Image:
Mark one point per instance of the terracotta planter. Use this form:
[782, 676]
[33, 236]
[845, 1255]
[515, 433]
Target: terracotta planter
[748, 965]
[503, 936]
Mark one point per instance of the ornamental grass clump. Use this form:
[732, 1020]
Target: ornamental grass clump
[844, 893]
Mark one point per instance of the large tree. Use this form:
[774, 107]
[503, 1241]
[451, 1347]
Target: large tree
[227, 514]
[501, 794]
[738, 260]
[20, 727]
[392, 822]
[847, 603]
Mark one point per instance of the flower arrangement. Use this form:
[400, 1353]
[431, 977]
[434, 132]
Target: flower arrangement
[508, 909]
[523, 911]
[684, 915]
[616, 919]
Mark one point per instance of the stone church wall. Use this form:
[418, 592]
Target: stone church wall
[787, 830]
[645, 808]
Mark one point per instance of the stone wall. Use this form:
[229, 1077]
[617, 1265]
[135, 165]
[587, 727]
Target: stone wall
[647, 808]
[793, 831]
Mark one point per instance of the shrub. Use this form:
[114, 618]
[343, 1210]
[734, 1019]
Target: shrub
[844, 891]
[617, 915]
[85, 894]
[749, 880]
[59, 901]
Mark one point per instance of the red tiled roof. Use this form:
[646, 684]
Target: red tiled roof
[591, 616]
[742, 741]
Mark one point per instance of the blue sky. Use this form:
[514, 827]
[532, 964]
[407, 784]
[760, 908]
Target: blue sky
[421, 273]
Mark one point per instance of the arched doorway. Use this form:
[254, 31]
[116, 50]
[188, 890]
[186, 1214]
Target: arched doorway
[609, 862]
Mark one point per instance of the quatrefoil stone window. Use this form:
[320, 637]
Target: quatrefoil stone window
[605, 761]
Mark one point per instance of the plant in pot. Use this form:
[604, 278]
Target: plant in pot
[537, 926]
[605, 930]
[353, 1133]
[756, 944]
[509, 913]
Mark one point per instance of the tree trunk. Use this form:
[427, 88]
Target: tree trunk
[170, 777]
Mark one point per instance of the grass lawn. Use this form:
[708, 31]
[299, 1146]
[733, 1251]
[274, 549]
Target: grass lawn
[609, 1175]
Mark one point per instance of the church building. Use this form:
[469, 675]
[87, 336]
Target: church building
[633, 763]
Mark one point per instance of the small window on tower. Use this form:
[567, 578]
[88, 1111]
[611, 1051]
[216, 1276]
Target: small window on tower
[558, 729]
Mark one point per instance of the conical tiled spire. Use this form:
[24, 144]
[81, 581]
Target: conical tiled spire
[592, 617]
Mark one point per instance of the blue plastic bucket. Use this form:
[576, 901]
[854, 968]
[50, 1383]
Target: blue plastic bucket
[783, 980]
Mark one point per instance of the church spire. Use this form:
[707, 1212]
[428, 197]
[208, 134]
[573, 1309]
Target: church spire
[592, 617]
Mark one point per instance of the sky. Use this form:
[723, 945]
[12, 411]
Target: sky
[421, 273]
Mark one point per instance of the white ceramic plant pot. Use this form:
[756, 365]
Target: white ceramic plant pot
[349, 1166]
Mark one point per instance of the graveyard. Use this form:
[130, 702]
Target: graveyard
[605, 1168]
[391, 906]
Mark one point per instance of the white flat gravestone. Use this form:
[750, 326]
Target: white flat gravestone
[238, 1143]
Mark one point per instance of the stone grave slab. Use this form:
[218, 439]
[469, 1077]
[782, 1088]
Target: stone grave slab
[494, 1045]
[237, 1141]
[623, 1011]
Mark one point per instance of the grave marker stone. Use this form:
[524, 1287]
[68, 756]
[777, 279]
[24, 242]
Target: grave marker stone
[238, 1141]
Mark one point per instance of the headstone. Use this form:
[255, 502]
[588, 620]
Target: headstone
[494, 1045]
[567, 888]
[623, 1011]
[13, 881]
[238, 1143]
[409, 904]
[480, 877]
+---+
Please rewrite the entries starting with the line with "Mark one point per instance of the white flat" and going on through the line with "[238, 1141]", replacing "grave marker stone" with "memorial stone" and leaving everything else unchanged.

> **Response below**
Mark one point per instance of the white flat gravestone. Use this form:
[750, 326]
Target: white flat gravestone
[238, 1143]
Mark one point per instance of the stone grave slab. Use this form:
[218, 439]
[469, 1077]
[782, 1088]
Target: stone grave slab
[494, 1045]
[237, 1141]
[623, 1011]
Mark one point per instance of the memorial stone. Use this form:
[524, 1287]
[68, 756]
[777, 279]
[24, 242]
Target: memorial stone
[238, 1141]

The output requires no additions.